--- BEGIN DATA FOR THIS EXERCISE ---

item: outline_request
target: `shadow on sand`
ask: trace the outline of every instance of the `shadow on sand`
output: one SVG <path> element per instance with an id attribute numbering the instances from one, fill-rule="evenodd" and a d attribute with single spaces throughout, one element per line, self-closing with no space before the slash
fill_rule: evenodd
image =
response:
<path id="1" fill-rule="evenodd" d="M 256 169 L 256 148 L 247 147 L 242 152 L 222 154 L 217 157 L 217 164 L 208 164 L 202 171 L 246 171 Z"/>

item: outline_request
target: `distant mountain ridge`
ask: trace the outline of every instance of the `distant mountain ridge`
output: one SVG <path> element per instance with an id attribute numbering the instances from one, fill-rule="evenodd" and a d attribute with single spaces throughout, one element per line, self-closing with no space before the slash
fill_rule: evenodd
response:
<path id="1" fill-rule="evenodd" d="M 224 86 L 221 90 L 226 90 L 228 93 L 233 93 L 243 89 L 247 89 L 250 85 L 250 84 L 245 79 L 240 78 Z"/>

--- END DATA FOR THIS EXERCISE ---
--- BEGIN DATA FOR THIS EXERCISE ---

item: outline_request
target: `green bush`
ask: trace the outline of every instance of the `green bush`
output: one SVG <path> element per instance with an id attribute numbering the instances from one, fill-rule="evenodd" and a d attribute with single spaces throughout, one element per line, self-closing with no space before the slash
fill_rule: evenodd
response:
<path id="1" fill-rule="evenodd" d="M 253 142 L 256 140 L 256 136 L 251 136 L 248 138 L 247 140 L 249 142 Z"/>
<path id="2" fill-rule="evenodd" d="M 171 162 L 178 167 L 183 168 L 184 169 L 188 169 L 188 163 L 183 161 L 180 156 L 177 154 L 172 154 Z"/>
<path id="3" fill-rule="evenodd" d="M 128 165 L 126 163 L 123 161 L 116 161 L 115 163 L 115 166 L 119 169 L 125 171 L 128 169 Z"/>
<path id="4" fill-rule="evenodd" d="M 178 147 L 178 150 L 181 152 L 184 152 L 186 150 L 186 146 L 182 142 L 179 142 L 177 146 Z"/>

--- END DATA FOR THIS EXERCISE ---
--- BEGIN DATA FOR THIS EXERCISE ---

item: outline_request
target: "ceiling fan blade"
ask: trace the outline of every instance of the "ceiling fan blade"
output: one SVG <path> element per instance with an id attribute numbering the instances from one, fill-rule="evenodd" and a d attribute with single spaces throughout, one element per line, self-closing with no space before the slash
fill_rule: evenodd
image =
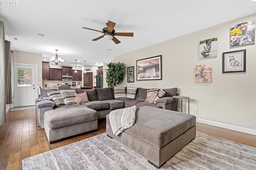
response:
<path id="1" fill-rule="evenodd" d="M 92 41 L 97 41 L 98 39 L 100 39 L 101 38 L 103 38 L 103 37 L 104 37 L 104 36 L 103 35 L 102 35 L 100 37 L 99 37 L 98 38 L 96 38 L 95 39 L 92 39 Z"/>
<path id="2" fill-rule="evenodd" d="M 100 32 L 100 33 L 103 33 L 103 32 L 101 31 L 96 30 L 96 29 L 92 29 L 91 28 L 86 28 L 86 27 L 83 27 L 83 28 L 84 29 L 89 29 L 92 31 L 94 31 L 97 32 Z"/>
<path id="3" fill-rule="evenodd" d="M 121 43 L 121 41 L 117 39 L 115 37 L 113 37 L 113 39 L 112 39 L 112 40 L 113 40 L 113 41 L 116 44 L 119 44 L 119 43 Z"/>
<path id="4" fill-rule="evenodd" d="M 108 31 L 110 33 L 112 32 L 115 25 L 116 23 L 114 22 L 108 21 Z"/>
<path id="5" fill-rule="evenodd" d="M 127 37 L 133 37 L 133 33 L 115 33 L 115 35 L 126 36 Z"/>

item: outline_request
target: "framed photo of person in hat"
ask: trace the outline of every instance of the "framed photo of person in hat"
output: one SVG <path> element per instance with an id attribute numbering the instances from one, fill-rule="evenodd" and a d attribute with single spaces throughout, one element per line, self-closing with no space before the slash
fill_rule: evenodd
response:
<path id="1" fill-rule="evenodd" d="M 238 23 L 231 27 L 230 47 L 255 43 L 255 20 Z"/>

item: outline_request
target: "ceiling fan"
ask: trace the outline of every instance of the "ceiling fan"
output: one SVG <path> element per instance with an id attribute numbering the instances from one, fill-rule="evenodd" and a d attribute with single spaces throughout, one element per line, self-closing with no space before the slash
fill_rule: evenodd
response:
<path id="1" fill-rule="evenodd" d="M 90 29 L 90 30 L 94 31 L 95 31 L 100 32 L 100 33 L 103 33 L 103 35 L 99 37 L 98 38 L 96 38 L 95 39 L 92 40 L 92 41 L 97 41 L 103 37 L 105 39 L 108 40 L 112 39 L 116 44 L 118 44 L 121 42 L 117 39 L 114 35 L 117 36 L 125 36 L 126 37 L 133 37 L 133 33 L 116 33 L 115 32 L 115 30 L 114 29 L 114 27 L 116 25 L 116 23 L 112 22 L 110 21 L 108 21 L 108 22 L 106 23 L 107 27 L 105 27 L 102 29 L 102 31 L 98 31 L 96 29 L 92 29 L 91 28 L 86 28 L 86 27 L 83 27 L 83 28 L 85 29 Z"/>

--- END DATA FOR THIS EXERCISE ---

INSTRUCTIONS FOR THE TASK » Tally the lines in the rows above that contain the string "distant" and reply with the number alone.

WRITTEN ANSWER » 2